** Problem to solve **
Every record below should be written out exactly; pictures stay out.

--- Data shown ---

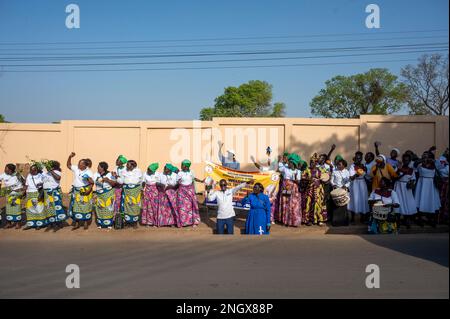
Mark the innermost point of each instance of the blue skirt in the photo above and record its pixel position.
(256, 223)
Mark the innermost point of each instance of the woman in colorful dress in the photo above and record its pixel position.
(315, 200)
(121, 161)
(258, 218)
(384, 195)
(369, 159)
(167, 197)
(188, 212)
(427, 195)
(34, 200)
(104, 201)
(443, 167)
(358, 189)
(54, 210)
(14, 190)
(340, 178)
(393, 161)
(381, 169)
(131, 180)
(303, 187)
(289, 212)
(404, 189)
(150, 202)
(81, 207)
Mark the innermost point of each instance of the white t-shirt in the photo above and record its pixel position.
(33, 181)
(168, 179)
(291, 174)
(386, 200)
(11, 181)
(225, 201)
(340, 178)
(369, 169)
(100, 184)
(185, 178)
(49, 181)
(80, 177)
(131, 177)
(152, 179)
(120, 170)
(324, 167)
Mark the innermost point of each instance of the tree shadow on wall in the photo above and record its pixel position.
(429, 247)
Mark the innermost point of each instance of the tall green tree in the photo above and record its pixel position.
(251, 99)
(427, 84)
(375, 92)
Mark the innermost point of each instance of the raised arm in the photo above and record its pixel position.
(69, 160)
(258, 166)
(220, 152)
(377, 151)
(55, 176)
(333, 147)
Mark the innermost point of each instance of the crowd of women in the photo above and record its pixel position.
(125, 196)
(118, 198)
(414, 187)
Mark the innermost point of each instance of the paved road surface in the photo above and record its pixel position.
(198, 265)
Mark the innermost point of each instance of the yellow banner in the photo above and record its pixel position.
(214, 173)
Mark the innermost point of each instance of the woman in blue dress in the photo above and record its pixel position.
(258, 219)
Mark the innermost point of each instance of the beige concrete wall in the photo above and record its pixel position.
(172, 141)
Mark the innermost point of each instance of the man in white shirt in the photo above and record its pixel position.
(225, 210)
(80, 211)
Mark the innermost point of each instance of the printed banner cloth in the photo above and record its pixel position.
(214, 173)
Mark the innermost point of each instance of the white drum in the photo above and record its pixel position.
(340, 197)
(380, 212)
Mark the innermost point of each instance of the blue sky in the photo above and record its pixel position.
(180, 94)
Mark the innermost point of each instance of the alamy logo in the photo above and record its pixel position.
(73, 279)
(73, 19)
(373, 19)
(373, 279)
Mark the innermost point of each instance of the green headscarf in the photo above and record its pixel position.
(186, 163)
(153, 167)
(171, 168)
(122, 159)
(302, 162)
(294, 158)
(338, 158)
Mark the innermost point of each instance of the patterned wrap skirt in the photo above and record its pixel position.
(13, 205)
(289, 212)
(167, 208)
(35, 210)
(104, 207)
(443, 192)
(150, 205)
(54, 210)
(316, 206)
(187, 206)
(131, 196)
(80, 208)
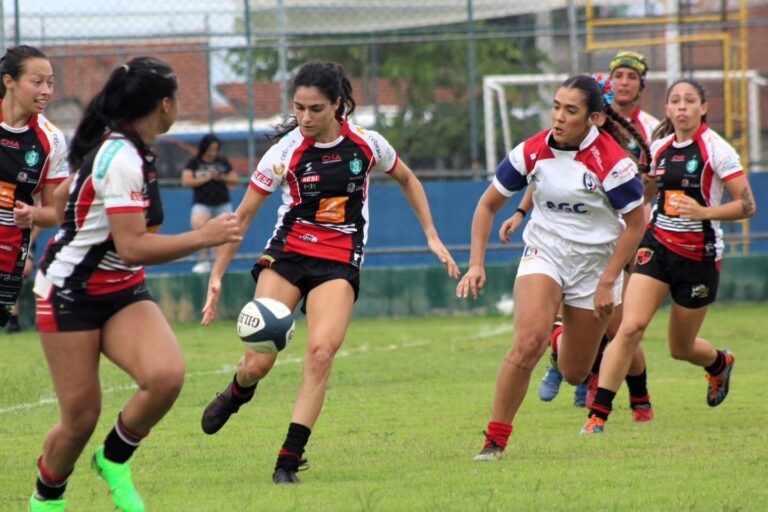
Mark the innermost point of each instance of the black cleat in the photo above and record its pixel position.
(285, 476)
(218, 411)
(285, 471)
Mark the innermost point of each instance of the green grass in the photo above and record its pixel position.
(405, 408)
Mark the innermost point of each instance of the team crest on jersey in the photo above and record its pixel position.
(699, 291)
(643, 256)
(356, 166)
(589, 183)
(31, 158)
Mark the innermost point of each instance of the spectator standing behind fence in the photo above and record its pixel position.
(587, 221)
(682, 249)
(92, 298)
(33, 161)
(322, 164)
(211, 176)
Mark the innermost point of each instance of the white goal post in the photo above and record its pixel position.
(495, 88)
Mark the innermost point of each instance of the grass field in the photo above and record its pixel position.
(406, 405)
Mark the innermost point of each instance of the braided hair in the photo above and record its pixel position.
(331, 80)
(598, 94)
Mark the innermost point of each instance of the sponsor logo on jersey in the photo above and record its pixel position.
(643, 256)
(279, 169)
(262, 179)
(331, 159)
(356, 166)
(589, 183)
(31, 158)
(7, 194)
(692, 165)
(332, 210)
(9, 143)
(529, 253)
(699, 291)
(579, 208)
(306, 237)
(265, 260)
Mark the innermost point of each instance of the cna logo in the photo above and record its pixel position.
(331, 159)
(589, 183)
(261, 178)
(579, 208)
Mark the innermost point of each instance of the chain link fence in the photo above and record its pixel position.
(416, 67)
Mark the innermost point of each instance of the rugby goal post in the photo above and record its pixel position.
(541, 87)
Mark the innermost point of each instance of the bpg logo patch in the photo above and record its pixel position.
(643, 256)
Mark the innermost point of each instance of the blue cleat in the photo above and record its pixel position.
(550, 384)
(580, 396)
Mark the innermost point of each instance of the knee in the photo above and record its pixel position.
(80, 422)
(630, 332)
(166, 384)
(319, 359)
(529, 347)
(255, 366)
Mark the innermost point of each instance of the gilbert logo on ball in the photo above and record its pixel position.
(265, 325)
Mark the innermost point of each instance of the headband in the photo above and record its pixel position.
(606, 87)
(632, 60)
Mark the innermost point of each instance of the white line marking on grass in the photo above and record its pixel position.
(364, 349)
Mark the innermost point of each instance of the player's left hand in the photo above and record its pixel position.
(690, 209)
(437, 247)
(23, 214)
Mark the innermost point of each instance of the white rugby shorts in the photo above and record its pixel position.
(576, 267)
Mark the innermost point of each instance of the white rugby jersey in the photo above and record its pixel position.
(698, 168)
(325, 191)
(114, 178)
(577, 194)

---

** Correct result **
Mark the innermost point of each instance of the blue skirt in the photo above and record its pixel position.
(256, 223)
Mark the innermost point of each instance of the woman in colorful dress in the photo above and record its pixel position.
(315, 200)
(121, 161)
(258, 218)
(384, 195)
(369, 159)
(167, 197)
(188, 212)
(427, 195)
(34, 200)
(104, 201)
(443, 167)
(358, 189)
(54, 210)
(14, 190)
(340, 178)
(393, 161)
(381, 169)
(131, 180)
(303, 187)
(289, 212)
(404, 189)
(150, 202)
(81, 207)
Mark the innermost point of each instance of the white t-shirt in the photo above and record its pixel position.
(33, 181)
(168, 179)
(291, 174)
(386, 200)
(11, 181)
(225, 201)
(340, 178)
(369, 169)
(100, 184)
(185, 178)
(49, 181)
(80, 177)
(131, 177)
(152, 179)
(120, 170)
(324, 167)
Mark the innermost point of each instance of the tree shadow on wall in the photo above and record its pixel position.
(429, 247)
Mark the innermost point of each instance of the tall green tree in the photo above and record its pixel position.
(251, 99)
(427, 84)
(375, 92)
Mark the innermost point of each instance of the raised arm in the photo above and record its pixel position.
(69, 160)
(258, 166)
(220, 152)
(377, 151)
(55, 176)
(333, 147)
Mark the innermost point of each instance of the crowd of women in the photo above and record its pixel position.
(125, 196)
(118, 198)
(414, 187)
Mark the innermost point of each instance of the paved road surface in the photo above and record its pixel position.
(198, 265)
Mark the innermost point of each instance of the yellow banner in the photo above and record its pixel position.
(214, 173)
Mark the innermost point of each instance of the woman in blue dress in the photo above and record its pixel position.
(258, 219)
Mark the innermost point of each instance of the beige concrete wall in the photo above and record its pixel position.
(172, 141)
Mark the innermost point of each instance of the man in white shirt in the photo above and record its pixel position.
(225, 210)
(80, 211)
Mark the innermost point of each instance of the printed banner cloth in the photo above and record its pixel position.
(214, 173)
Mark the innermost point of each instance of the white drum in the photo above and record its pixel position.
(340, 197)
(380, 212)
Mark the innermost point of each instance of the blue sky in the photo above and record its pixel position.
(180, 94)
Mark the innermost point of each instance of the alamy logo in the photo above and record its pixel position.
(73, 279)
(73, 19)
(373, 19)
(373, 279)
Mark the innermost point of each instance of the green headscarf in the photo above and record its pixel position.
(186, 163)
(153, 167)
(171, 168)
(122, 159)
(302, 162)
(294, 158)
(338, 158)
Mark the innermost point of each instance of the patterned wrap skirt in the photo above and record its pixel position.
(13, 205)
(289, 212)
(167, 208)
(35, 210)
(104, 207)
(443, 192)
(150, 205)
(54, 210)
(316, 206)
(187, 206)
(131, 196)
(80, 208)
Mark the innermost point of each instance of the black cleat in the photo above and record its pixel position.
(285, 476)
(218, 411)
(285, 471)
Mark the innermost point of each instance of the green grass in the photo above and record its pixel position.
(405, 408)
Mark the innermost point of each instance of the team crest on jersey in the photo above and record its pixel position.
(699, 291)
(643, 256)
(356, 166)
(589, 183)
(31, 158)
Mark the innermost point of each instance of the spectator standing behind fence in the photo above and record its pixel position.
(587, 221)
(682, 249)
(92, 298)
(33, 161)
(322, 164)
(211, 176)
Mark the innermost point of each instance of the white goal post in the photo above and record its pixel position.
(495, 88)
Mark the innermost point of each instance of the grass field in the photo above and record its pixel position.
(406, 405)
Mark the innermost point of each instance of the braided hair in the photo above and record its pixel position.
(331, 80)
(598, 94)
Mark the innermost point of each instance of the sponsor logo on jersey in the photo above and record its pixel position.
(643, 256)
(279, 169)
(262, 179)
(331, 159)
(356, 166)
(589, 183)
(31, 158)
(7, 194)
(692, 165)
(332, 210)
(9, 143)
(529, 253)
(699, 291)
(579, 208)
(306, 237)
(265, 260)
Mark the innermost point of each instance of the cna logo in the photo above and record its pixel position.
(331, 159)
(589, 183)
(261, 178)
(579, 208)
Mark the innermost point of each instance of the chain link fence in the photo above and record its pixel position.
(416, 67)
Mark the innermost point of each instance of the rugby goal post in the photo above and record its pixel position.
(541, 87)
Mark the innermost point of each instance of the bpg logo patch in the photo above and record its pixel position.
(643, 256)
Mark the innermost point of each instance of the blue cleat in the photo above and record its pixel position.
(550, 384)
(580, 396)
Mark the innermost point of each instance of the knee in the photo above and record its pixel position.
(80, 422)
(630, 332)
(166, 384)
(319, 359)
(529, 347)
(255, 366)
Mark the innermost point of each instance of the gilbert logo on ball in the photo above and record its pixel position.
(265, 325)
Mark the innermost point of each instance of the headband in the photo above and record its pixel position.
(606, 87)
(632, 60)
Mark the innermost point of each instance of the white line marking on grass in the photo above and record its pixel position.
(364, 349)
Mark the innermost point of each instance of the player's left hand in the photo above and record its pixel position.
(690, 209)
(437, 247)
(23, 214)
Mark the innermost point of each instance of the white rugby shorts in the photo above and record its pixel position.
(576, 267)
Mark the innermost point of each instance of the white rugby jersey in the photo above and record its pixel position.
(698, 168)
(325, 191)
(114, 178)
(577, 194)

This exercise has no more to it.